**THE TASK:** Set down each entry from the block beneath, exactly as written.

**RECORDS FOR THE TASK:**
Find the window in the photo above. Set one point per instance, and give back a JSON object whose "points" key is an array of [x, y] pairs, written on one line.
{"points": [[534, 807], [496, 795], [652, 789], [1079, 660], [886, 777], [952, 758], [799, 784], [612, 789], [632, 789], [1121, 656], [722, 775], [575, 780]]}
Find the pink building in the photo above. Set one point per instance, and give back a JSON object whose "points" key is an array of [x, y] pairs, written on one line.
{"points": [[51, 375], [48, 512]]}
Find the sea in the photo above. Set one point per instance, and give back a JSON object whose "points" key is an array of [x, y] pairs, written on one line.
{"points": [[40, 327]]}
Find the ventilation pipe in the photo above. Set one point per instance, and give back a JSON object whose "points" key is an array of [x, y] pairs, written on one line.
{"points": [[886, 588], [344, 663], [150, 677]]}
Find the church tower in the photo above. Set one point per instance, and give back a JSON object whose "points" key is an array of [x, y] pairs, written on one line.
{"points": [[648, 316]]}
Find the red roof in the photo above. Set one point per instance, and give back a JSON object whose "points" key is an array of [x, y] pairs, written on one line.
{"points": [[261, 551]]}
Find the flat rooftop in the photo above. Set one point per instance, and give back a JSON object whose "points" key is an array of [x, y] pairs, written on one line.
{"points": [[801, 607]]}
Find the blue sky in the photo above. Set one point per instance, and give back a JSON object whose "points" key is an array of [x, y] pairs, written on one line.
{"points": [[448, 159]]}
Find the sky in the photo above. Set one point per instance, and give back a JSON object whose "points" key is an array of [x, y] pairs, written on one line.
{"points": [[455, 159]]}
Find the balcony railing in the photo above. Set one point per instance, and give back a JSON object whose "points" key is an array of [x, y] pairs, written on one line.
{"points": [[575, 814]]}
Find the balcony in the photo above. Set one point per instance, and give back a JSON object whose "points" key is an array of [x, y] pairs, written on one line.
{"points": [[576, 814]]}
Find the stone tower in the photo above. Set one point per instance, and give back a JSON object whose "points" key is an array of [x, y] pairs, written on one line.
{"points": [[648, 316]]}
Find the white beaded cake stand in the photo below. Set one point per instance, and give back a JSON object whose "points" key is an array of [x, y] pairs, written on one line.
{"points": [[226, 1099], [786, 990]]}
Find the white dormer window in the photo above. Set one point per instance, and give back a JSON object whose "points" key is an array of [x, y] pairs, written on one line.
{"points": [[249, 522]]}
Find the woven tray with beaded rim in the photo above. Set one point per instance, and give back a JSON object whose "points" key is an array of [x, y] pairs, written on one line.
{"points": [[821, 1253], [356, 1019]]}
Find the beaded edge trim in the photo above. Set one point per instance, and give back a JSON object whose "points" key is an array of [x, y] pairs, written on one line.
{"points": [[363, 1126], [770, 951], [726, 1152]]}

**FINISHED TASK:**
Find the window in the photo above. Set one point per instance, and give back a JSON object whose "points" key is an array of [x, y] pairs, written on one line.
{"points": [[534, 807], [496, 795], [652, 789], [1079, 660], [886, 777], [952, 758], [799, 784], [612, 789], [632, 789], [1121, 656], [722, 775], [575, 780]]}
Find the pink building in the photo above. Set one point per instance, and give back a JSON object whose "points" key is an array of [x, y] pairs, written on one line.
{"points": [[51, 375], [48, 512]]}
Find the sea in the photo above. Set one point per instance, and give back a JSON object whose "points" key is an array of [x, y] pairs, written on one line.
{"points": [[40, 327]]}
Find the ventilation pipe in the photo above. Set one point per instance, and give back a JSON object whose "points" key is an array of [x, y] pairs, written on one line.
{"points": [[886, 588], [344, 663], [150, 677]]}
Find the church tower in the photo above. Set one point per instance, and give back a JSON object whose "points" key is an array of [x, y] pairs, written on one line.
{"points": [[648, 316]]}
Find the red roof in the photo above. Set one point per instance, and give back a JSON object whose "points" key is an array of [x, y] pairs, written on one line.
{"points": [[261, 551]]}
Find the flat rooftop in the photo above. Set one point per instance, and give back a JSON object whose "points" key is an array of [x, y] pairs, written on one line.
{"points": [[801, 607]]}
Find the blue sky in the photo above. Set one point per instance, and give back a JSON object whose "points" key is an array of [x, y] pairs, written on one line.
{"points": [[448, 159]]}
Find the sky in the photo above. Set one point per instance, and give back a JSON object whose "points" key is an array of [x, y] pairs, written on one line.
{"points": [[455, 159]]}
Find the balcony railing in the photo above. Set one point per instance, and give back a JSON object whose "points" key is an array of [x, y] pairs, written on one line.
{"points": [[575, 814]]}
Find the balcony in the photo above. Set one point per instance, and give back a JSON object whose "points" key is an array of [x, y] pairs, written on one line.
{"points": [[576, 814]]}
Find the stone tower in the photo above. Set one point per instance, and give back a JSON object whose "points" key is an array of [x, y] pairs, written on one line.
{"points": [[648, 316]]}
Find the white beaded cake stand in the photo below. Set one point per instance, and give back a JSON object whose "points" key is an array of [x, y] pairs, written on one line.
{"points": [[226, 1099], [786, 990]]}
Find the white dormer window in the photo above. Set one point per instance, and give back a JSON object whose "points" key is an array of [x, y] pairs, written on one line.
{"points": [[249, 522]]}
Find the woven tray with beaded rim in the photo above. Set one point per instance, and give back a JSON object whose "points" key is an array of [x, y] pairs, written on one line.
{"points": [[821, 1253], [356, 1019]]}
Find the beaded edge trim in the photo above. Set one point per instance, and give back a JSON object whose "points" key is an array of [x, y] pairs, written on one line.
{"points": [[363, 1126], [770, 951], [726, 1152]]}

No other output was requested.